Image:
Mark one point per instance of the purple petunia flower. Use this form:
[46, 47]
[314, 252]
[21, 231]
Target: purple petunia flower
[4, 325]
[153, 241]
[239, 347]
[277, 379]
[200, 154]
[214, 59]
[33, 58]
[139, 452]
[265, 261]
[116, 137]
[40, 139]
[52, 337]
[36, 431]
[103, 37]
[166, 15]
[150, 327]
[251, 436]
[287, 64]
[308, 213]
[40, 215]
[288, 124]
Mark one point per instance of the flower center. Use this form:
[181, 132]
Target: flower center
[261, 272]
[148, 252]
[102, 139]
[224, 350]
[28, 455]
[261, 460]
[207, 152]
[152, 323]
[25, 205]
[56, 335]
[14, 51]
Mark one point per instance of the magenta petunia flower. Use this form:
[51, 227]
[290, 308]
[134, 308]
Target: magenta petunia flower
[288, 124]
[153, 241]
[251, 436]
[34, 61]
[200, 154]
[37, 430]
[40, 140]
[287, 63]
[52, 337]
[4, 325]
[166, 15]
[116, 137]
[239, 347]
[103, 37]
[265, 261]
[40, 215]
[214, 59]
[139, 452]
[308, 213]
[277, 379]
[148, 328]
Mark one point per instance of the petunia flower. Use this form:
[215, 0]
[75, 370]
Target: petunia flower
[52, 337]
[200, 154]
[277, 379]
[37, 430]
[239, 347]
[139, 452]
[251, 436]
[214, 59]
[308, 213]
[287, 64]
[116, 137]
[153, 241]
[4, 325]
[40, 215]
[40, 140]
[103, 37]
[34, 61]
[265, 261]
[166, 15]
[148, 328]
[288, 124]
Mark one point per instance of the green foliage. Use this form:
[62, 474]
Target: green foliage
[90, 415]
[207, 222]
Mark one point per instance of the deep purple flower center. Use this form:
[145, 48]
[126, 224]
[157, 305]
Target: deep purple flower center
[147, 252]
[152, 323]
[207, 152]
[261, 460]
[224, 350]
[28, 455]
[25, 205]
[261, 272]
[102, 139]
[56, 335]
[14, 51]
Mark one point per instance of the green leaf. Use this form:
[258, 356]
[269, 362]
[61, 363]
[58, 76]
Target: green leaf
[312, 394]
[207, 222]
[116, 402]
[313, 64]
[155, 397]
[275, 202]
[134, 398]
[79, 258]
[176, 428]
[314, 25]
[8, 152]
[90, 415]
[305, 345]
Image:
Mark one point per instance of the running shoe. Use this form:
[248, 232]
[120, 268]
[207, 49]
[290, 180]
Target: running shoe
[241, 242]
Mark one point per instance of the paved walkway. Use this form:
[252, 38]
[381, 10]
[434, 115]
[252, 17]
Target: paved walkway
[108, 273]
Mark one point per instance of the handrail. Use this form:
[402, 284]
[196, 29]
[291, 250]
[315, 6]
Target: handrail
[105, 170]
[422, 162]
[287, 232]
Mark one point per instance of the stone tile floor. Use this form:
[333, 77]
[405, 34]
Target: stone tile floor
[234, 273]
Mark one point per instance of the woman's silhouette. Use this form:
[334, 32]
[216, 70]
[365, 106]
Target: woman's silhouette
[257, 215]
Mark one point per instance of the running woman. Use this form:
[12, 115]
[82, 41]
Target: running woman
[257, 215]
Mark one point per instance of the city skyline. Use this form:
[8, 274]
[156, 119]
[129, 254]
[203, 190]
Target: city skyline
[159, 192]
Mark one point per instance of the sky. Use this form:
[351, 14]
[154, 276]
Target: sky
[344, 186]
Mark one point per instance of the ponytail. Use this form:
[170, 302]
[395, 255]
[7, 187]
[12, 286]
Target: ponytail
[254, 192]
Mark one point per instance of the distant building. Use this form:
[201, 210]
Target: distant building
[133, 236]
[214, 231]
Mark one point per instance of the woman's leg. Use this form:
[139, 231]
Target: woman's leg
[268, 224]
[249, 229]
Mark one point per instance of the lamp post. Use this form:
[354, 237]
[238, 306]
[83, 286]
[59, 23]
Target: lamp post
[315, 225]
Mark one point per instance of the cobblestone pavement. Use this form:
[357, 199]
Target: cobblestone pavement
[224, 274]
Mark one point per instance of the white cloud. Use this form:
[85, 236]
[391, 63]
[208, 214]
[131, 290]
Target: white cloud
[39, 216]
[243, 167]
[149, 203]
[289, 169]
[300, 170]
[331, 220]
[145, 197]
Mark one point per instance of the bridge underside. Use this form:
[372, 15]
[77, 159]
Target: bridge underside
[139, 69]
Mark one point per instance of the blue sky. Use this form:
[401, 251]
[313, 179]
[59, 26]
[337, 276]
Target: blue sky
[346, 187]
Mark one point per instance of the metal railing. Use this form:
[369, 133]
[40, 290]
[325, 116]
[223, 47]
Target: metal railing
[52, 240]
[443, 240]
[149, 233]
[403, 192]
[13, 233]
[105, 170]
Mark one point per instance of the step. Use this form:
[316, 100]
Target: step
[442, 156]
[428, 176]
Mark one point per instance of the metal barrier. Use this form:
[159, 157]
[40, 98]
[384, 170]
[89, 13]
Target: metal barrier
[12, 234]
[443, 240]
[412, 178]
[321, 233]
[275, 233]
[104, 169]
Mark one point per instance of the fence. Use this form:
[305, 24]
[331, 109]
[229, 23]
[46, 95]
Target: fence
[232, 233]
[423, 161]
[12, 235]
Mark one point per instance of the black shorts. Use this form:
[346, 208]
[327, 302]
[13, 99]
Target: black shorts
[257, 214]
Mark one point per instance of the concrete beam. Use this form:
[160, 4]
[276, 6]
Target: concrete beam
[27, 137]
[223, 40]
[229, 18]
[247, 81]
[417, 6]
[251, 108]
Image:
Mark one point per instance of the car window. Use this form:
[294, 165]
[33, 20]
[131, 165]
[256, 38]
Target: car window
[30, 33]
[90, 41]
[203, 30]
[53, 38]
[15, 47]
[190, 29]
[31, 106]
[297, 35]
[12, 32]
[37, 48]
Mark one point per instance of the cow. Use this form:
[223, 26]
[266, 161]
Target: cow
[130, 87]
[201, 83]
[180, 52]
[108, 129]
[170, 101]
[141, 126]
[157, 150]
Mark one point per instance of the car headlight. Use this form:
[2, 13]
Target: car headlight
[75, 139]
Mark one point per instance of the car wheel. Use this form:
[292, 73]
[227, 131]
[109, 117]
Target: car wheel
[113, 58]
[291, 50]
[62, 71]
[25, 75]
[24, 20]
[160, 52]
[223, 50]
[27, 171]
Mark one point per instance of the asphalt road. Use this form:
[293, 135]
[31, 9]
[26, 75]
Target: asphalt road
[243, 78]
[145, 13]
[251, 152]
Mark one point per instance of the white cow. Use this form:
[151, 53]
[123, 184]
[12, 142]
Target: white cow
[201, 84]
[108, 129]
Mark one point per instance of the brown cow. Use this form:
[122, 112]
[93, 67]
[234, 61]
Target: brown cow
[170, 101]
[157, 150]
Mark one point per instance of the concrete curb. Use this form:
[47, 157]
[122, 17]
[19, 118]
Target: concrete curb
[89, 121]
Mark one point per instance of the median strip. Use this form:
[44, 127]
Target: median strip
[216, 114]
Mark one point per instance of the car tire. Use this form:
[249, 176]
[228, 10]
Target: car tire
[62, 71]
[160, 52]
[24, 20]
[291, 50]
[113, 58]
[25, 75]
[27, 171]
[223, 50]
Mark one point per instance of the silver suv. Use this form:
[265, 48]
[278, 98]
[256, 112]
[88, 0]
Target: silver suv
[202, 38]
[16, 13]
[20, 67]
··········
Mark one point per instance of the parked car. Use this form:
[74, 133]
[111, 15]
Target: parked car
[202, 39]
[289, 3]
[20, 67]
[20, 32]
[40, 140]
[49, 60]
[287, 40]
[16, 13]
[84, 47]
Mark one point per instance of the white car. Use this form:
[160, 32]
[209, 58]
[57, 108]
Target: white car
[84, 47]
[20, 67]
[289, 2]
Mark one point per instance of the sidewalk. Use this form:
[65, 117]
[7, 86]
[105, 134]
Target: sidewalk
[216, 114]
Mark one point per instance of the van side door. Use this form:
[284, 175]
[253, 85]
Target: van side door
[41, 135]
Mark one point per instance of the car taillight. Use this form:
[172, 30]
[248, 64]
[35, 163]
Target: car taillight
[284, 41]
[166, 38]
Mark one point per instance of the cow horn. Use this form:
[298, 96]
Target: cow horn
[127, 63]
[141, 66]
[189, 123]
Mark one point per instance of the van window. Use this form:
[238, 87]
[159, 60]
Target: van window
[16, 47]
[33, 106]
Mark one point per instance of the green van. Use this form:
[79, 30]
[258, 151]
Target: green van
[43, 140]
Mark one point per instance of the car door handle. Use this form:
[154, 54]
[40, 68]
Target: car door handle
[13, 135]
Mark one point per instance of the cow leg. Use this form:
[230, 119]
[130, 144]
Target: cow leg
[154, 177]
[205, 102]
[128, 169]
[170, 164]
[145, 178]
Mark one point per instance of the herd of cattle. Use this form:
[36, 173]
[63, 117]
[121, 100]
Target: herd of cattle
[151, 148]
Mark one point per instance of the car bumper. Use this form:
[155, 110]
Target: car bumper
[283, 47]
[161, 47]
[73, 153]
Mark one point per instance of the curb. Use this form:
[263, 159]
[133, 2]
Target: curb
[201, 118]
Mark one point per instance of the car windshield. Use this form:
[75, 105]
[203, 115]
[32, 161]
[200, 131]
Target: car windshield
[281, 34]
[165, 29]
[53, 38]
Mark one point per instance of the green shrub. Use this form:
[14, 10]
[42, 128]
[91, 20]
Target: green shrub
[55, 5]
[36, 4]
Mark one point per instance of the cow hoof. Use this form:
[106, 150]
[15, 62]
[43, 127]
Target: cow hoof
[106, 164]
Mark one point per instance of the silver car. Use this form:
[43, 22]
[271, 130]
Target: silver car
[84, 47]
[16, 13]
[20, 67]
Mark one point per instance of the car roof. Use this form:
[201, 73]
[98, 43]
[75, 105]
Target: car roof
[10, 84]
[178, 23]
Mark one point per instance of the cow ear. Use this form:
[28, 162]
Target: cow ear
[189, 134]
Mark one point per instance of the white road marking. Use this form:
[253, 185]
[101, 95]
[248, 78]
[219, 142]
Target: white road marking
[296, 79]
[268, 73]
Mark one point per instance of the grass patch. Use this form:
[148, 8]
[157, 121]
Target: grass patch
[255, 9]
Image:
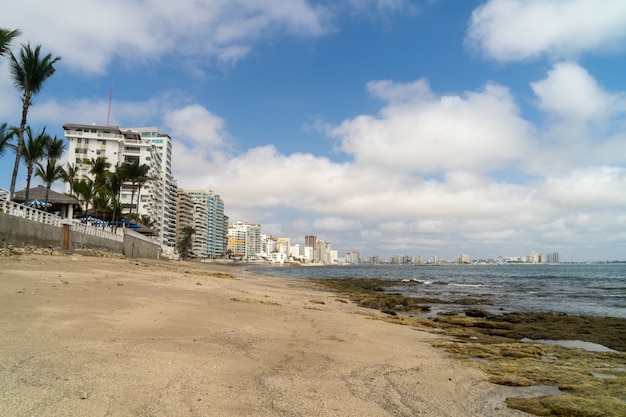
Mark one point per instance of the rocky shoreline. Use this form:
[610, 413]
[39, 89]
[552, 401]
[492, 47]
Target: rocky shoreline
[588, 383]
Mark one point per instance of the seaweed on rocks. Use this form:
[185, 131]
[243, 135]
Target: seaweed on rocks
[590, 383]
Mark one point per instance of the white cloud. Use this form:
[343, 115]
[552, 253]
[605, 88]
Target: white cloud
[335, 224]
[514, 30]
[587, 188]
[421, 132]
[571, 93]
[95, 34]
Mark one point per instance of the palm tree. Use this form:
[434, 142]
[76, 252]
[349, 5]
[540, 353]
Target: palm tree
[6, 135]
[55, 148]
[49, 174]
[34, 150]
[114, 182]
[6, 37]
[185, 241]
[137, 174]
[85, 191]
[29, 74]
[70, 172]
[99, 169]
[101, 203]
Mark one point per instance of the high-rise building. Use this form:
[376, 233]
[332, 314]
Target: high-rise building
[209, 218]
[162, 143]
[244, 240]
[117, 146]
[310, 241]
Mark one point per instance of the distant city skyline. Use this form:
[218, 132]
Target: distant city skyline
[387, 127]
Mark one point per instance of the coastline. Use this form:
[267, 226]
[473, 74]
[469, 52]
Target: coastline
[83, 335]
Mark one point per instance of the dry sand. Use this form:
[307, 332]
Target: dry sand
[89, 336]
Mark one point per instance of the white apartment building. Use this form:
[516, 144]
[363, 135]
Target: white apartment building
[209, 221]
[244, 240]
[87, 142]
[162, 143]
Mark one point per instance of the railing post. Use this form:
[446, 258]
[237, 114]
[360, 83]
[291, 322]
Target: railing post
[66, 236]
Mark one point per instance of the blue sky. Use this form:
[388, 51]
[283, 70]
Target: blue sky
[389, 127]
··········
Objective: Filter the records above and copy out every line that contains the string "herd".

Solution to the exercise:
Mark one point per instance of the herd of cattle. Use this form:
Target: herd of cattle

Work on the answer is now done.